SUPPLIED TEXT:
Most developers think technical spec when they read scalability. Node.js's claim to fame is bandwidth utilization via an event-driven, non-blocking I/O model. But I'm interested in a different scalability; project scalability, domain scalability, which I predicted in 2006 (when I drew these pictures).
Most large organizations look like this:
Many applications are glued together, with transaction boundaries, inconsistencies, maintenance costs, etc.
Do you think corporations CHOSE that? Hell, no, it's an inevitable function of domain scale. A development team has an optimum size due to communication costs, limitations of people (re: domain knowledge) and technical tools at hand. Ideally, a corporation wants this:
In 2006, I believed that IT innovation could only be tool- driven because people don't change much. If we can change the scope of a project, increase its domain, then we can create boundaries like this:
I created and tested my first Velocity template within four hours of installing Node. That's when I realized the combination of Node's interface and json communication creates a broader domain scope, which can lower transaction costs, real costs and increase consistency.

WHAT YOU WILL DO:
1. From the post on Node.js and scalability, reproduce the part that opens with the words containing "Most large organizations" and closes with "and increase consistency.".
2. Name every kind of cost mentioned in the post on Node.js and scalability.
3. Render this sentence from the post on Node.js and scalability in Spanish: "A development team has an optimum size due to communication costs, limitations of people (re: domain knowledge) and technical tools at hand."

SUPPLIED INFORMATION:
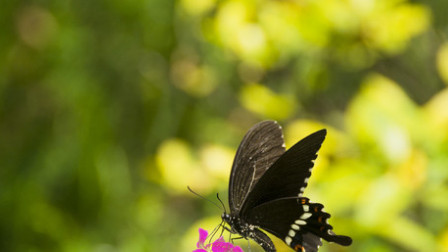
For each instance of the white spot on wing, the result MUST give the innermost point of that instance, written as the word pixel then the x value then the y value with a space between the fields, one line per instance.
pixel 306 208
pixel 295 227
pixel 291 233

SOLUTIONS:
1.
Most large organizations look like this:
Many applications are glued together, with transaction boundaries, inconsistencies, maintenance costs, etc.
Do you think corporations CHOSE that? Hell, no, it's an inevitable function of domain scale. A development team has an optimum size due to communication costs, limitations of people (re: domain knowledge) and technical tools at hand. Ideally, a corporation wants this:
In 2006, I believed that IT innovation could only be tool- driven because people don't change much. If we can change the scope of a project, increase its domain, then we can create boundaries like this:
I created and tested my first Velocity template within four hours of installing Node. That's when I realized the combination of Node's interface and json communication creates a broader domain scope, which can lower transaction costs, real costs and increase consistency.

2. maintenance costs, communication costs, transaction costs, real costs

3. Un equipo de desarrollo tiene un tamaño óptimo debido a los costos de comunicación, las limitaciones de las personas (en cuanto al conocimiento del dominio) y las herramientas técnicas disponibles.